**Your goal**
Continue the passage on Zika and travel-related behavior, picking up after its final sentence.

[[ Page extract open ]]

In this study, we have considered disease epidemics from the perspective of human behaviors that can affect a disease outbreak. We studied the recent outbreak of Zika virus, a mosquito-borne virus that has recently been linked to birth defects and other disorders, as a domain for studying disease-relevant behavior. We have focused on a specific behavior, decisions to change travel to avoid areas affected by Zika, because of the extensive literature that travel contributes significantly to infectious disease emergence [16,17]. We have used a combination of content analysis and supervised machine learning techniques to understand first-person accounts of travel-related decisions during the Zika outbreak. This study aimed to answer the following research questions (RQ):

  1. RQ1: Can we identify individuals who report they changed their travel behavior in response to concerns about Zika?
  2. RQ2: What are the characteristics of Twitter users who change or consider changing their travel behavior? In particular, we wished to know:
  • 2(a): Are there temporal, geospatial, or gender-based patterns in users who change their behavior?
  • 2(b): Are there linguistic differences in messages posted by these individuals compared with users selected at random from Twitter?
  • 2(c): Are these individuals exposed to more information about Zika on Twitter?

We have answered these questions by analyzing a collection of 29,386 English-language tweets filtered for keywords describing Zika and travel. We used a cascade of 3 machine learning classifiers to identify behavior mentions in tweets, and we have proposed a method of incorporating classifier error into our statistical analyses to test our hypotheses.

Zika Emergence

Mosquito-borne infections have long been known to cause large outbreaks that result in substantial morbidity and mortality. An estimated 3.9 billion individuals live in a location endemic for common mosquito-borne diseases, for example, dengue, chikungunya, and now, Zika [18]. Although Zika emerged only recently in Central, South, and North America, the virus was originally discovered in 1947 in Uganda [19]. Through the 20th century, documented outbreaks were rare. The first outbreaks occurred in 2007 in Gabon and the Federated States of Micronesia [19]. Furthermore, 6 years later, French Polynesia experienced the first large outbreak, and there was a documented association between neurological symptoms and Zika [19]. The subsequent emergence of Zika in South America in 2015 marked the largest known Zika outbreak and caused hundreds of thousands of infections [19-21]. Between 2015 and 2017, the Pan American Health Organization (PAHO) reported over half a million suspected Zika cases in South and Central America [22].

For the overwhelming majority, Zika is a mild infection; the majority of cases are asymptomatic [23]. However, for some, Zika infection can lead to more serious complications, including the neurological syndrome, Guillain-Barré [24], and birth defects in fetuses infected in-utero [25].

Importantly, these causal relationships have only been recently established. In October 2015, Brazil reported an association between Zika cases and microcephaly, a condition where an infant’s head circumference is extremely small and is accompanied by severe developmental and health complications [26], and others noted a possible association with Guillain-Barré syndrome in adults [24]. As evidence mounted that there was a causal relationship, the World Health Organization (WHO) and PAHO issued alerts in December 2015 about the association between Zika, neurological syndromes, and birth defects. The United States responded to these alerts in mid-January 2016 by issuing a travel advisory for pregnant women, which cautioned against traveling to locations with local Zika transmission [21]. Zika was then declared a public health emergency by the WHO in February 2016 [21].

[[ Page extract closed ]]
[[ Provided information open ]]

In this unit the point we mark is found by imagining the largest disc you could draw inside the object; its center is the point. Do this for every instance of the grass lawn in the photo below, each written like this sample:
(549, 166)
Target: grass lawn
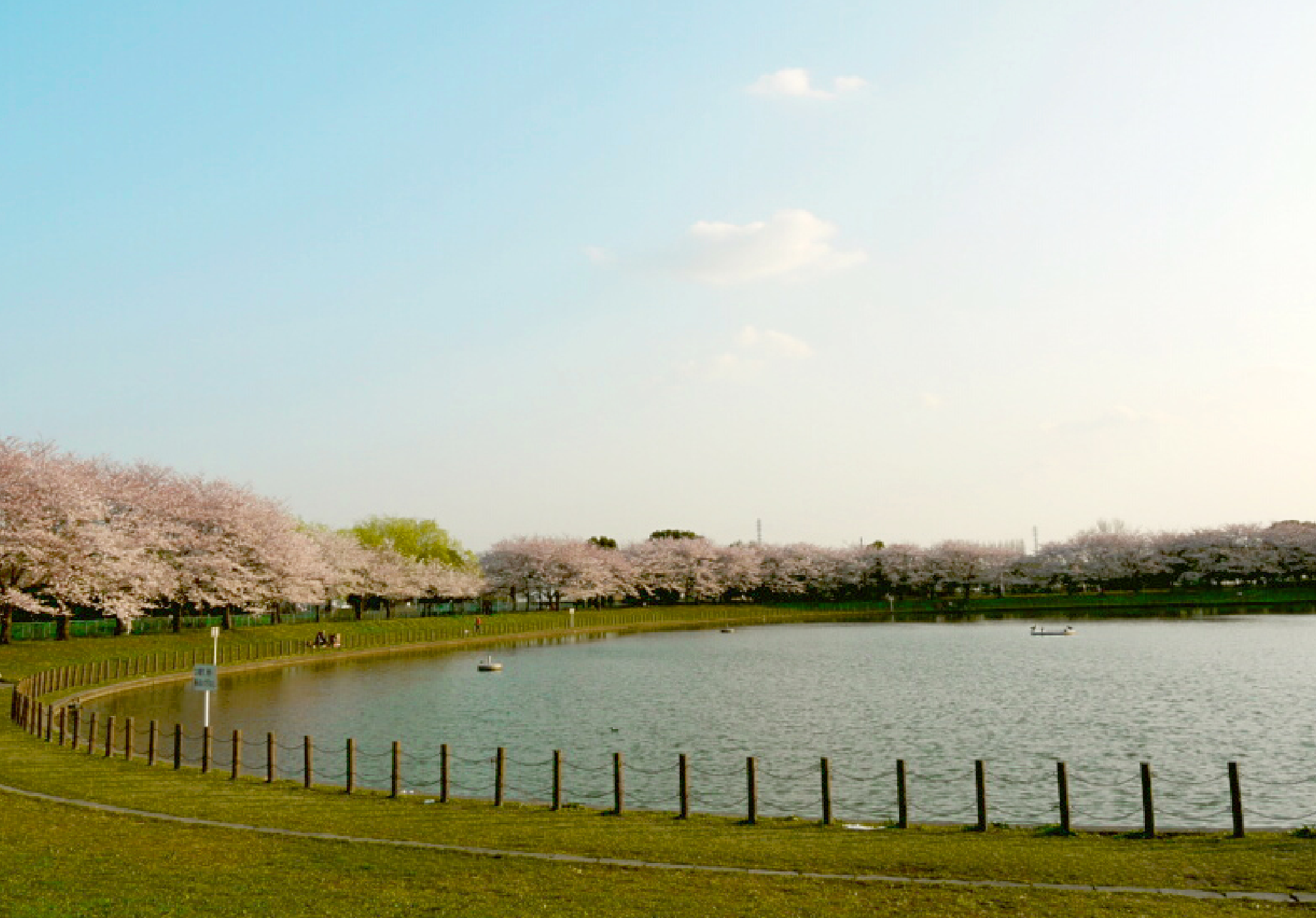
(68, 862)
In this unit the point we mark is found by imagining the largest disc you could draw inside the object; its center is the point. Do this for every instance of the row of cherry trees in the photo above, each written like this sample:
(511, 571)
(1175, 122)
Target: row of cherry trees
(81, 534)
(545, 572)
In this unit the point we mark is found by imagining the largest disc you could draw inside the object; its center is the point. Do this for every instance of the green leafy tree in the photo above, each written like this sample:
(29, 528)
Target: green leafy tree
(416, 539)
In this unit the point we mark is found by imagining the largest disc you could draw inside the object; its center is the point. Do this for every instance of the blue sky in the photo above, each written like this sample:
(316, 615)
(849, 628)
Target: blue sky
(900, 271)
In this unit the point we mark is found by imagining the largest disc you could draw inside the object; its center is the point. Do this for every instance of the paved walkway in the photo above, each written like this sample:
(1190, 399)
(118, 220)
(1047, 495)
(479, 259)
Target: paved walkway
(655, 866)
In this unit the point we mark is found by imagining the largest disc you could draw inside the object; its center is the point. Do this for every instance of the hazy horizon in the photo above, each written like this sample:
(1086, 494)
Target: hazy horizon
(883, 271)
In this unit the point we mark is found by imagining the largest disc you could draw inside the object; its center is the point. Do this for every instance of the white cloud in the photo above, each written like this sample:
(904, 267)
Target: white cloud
(598, 254)
(795, 82)
(1115, 418)
(788, 243)
(753, 352)
(773, 344)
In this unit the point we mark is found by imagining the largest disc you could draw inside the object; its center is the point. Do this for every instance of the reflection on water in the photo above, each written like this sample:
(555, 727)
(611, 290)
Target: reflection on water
(1188, 694)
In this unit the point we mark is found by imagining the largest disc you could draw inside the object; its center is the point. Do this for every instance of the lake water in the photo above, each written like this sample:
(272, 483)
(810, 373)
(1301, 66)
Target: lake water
(1185, 694)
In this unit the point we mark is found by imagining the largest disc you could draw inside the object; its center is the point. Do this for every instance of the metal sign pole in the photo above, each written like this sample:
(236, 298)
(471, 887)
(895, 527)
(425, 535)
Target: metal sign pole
(215, 662)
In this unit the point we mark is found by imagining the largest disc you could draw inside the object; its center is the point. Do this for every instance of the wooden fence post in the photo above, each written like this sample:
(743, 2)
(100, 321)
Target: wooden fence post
(352, 766)
(826, 774)
(442, 774)
(1236, 800)
(752, 789)
(307, 761)
(557, 779)
(1148, 807)
(619, 784)
(902, 796)
(1062, 791)
(395, 784)
(684, 780)
(980, 788)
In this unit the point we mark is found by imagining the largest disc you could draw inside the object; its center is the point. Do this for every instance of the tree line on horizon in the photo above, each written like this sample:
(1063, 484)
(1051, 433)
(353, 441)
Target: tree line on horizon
(95, 536)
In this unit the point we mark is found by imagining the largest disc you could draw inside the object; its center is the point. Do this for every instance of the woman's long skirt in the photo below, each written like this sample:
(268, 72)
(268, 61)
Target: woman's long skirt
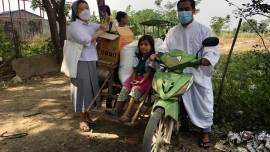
(85, 86)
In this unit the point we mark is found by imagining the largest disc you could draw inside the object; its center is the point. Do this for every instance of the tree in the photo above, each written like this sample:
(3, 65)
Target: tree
(255, 7)
(219, 23)
(171, 4)
(56, 12)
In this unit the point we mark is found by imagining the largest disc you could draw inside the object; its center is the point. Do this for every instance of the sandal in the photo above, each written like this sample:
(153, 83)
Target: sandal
(125, 118)
(89, 121)
(204, 144)
(84, 127)
(112, 112)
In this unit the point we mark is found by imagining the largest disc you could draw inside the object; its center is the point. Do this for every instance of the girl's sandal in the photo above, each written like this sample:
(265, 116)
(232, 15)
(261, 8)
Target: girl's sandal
(84, 127)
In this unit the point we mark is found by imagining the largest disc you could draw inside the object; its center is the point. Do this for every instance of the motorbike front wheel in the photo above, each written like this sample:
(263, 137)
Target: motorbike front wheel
(155, 132)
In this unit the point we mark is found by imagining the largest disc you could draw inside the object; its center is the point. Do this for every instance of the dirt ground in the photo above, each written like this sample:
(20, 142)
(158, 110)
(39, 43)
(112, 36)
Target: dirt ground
(54, 128)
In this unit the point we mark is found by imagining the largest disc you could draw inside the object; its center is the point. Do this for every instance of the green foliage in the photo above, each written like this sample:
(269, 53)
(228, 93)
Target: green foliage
(6, 46)
(38, 45)
(246, 96)
(135, 18)
(249, 25)
(219, 23)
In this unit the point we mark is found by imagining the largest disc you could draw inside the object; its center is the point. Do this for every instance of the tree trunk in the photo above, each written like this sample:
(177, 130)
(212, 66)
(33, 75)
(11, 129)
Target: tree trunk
(51, 12)
(62, 26)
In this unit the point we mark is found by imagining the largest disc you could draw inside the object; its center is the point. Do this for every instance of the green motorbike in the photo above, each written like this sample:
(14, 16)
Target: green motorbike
(169, 84)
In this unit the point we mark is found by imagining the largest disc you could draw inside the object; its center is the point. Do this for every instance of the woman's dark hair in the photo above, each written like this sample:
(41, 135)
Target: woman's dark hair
(150, 40)
(108, 10)
(74, 9)
(120, 15)
(192, 2)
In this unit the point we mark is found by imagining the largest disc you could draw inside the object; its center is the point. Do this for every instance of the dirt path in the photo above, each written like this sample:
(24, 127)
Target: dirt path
(55, 127)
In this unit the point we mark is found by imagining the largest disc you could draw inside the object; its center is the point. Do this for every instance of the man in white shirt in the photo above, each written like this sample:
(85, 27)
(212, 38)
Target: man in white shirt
(188, 37)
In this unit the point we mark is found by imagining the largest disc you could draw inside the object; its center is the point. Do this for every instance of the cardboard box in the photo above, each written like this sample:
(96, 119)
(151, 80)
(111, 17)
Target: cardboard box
(110, 45)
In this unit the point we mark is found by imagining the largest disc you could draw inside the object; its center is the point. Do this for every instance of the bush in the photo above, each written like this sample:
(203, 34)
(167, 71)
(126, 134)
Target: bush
(38, 45)
(246, 97)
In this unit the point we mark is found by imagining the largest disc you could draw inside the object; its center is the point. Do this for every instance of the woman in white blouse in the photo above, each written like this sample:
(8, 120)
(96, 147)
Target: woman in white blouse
(85, 86)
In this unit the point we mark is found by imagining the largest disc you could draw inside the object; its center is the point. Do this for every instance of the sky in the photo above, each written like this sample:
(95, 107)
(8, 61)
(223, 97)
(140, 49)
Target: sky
(208, 8)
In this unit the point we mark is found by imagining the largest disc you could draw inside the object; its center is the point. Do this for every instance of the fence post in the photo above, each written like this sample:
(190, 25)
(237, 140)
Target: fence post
(227, 63)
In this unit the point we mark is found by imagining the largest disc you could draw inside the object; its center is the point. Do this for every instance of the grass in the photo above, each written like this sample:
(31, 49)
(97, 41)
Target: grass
(245, 42)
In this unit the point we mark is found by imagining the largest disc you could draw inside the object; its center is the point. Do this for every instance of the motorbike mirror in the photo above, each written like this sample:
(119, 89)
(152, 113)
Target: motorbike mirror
(210, 41)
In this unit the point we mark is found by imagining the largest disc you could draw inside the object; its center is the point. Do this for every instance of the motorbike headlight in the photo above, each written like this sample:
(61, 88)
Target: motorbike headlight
(154, 85)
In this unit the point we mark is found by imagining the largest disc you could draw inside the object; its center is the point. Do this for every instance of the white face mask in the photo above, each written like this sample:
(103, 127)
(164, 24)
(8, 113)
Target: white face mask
(85, 15)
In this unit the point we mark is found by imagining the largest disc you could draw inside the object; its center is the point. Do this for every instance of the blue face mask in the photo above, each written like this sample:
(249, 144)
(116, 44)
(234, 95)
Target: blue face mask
(185, 16)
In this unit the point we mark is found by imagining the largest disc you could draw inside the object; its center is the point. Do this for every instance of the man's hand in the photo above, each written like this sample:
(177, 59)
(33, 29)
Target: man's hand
(153, 57)
(205, 62)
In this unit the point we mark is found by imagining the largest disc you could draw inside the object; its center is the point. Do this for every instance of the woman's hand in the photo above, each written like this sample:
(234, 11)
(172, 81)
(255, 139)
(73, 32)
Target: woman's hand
(103, 26)
(205, 62)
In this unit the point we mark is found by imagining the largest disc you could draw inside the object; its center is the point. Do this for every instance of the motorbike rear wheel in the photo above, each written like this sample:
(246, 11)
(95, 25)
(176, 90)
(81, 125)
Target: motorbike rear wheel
(155, 132)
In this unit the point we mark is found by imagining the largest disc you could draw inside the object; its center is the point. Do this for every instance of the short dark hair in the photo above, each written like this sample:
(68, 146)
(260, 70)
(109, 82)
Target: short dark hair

[[ Provided information closed ]]

**Written answer**
Travel and Infectious Disease

Travel advisories are an important public health intervention because of the documented impact of travel on the emergence of infectious diseases [16,17]. Historical case studies describe imported cases of diseases that led to large outbreaks as early as the 1500s [16]. In the present day, there are many outbreaks that have been attributed to travel from other regions. For example, genetic data from the 2009 H1N1 outbreak show that the movement of swine around Mexico was responsible for outbreaks in various provinces [27]. Genetic evidence further indicates that H1N1 was probably introduced to the United States from both Mexico and Asia [27].

Simulations find that the impact of travel on disease spread varies based on a number of factors. For example, Bajardi et al found that travel restrictions could reduce cases but probably only minimally [28]. However, research done by Huizer et al finds that air travel could have dramatically changed the 1968 pandemic influenza in Hong Kong [29]. In general, travel is thought to play an important but variable role in disease transmission. Current recommendations are to implement travel-related control measures as necessary [30,31].

Social Media and Zika

Internet data have been used to better understand individual health behaviors and health discourse on the Web. Studies have found evidence that users publicly discuss a variety of ailments [4], as well as particular behaviors used to prevent ailments. For example, Signorini et al observed discussions of behaviors such as hand washing and wearing masks to prevent the flu [10]. Paul and Dredze similarly note that individuals often report medications used for symptom relief [4].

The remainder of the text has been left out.